Young American Primitive (real name Greg Scanavino) is a prominent American producer/remixer, and one of the more popular acts to originate from the Bay Area's early 1990s' house scene. He released several 12"s and one full length CD on the San Francisco-based label ZoëMagik, and made several compilation appearances, culminating with the sample heavy "These Waves" being included on Sasha and Digweed's Northern Exposure mix album. Apparently impressed by his remixing skills on Geffen Records' release The Stone Roses' single "Begging You", Scanavino was signed by Geffen in 1996 and finished his second full length album in late 1997. The track "Beyond" was scheduled for single release in November 1997 (complete with music video created by the San Francisco multimedia studio Mind's Eye Media), and the album, titled African Cosmopolitan', was scheduled for a January 1998 release. However, neither appeared and Young American Primitive was apparently dropped by the label. The ZoëMagik-released album was not re-released on Geffen due to unresolved sample clearance issues.

Scanavino returned to the electronic music scene in 2001 with remixes on two popular progressive house tracks, as well as collaborating with the American producer and DJ Jimmy Van M and vocalist Terra Deva on "Forget Time". In 2005, he contributed the track "Voyage To The Great Attractor" to DJ Jonathan Lisle for the second volume in Bedrock's Original Series.

The voice sampling in the "Intro" is from Alfred Hitchcock's film Rope. The voice samplings on "Flux" and "These Waves" are of Donald Pleasence from The Outer Limits episode "The Man with the Power" (1963). The voice sampling on "Over and Out" beginning with "Did you know that 'if' is the middle word in life..." is of Dennis Hopper from the film Apocalypse Now during the scene when the boat finally arrives at Colonel Walter E. Kurtz's outpost and to be met by Hopper's character.

### Data
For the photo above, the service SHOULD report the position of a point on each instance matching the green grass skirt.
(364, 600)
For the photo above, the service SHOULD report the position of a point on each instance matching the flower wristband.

### Exercises to complete
- a) Rewrite the stretch of the passage on Young American Primitive from "Scanavino returned to" through "by Hopper's character.", replacing "vocalist" with "singer".
- b) According to the passage on Young American Primitive, what film does the voice sampling in the "Intro" come from?

### Task-by-task results
- a)
Scanavino returned to the electronic music scene in 2001 with remixes on two popular progressive house tracks, as well as collaborating with the American producer and DJ Jimmy Van M and singer Terra Deva on "Forget Time". In 2005, he contributed the track "Voyage To The Great Attractor" to DJ Jonathan Lisle for the second volume in Bedrock's Original Series.

The voice sampling in the "Intro" is from Alfred Hitchcock's film Rope. The voice samplings on "Flux" and "These Waves" are of Donald Pleasence from The Outer Limits episode "The Man with the Power" (1963). The voice sampling on "Over and Out" beginning with "Did you know that 'if' is the middle word in life..." is of Dennis Hopper from the film Apocalypse Now during the scene when the boat finally arrives at Colonel Walter E. Kurtz's outpost and to be met by Hopper's character.

- b) Alfred Hitchcock's film Rope.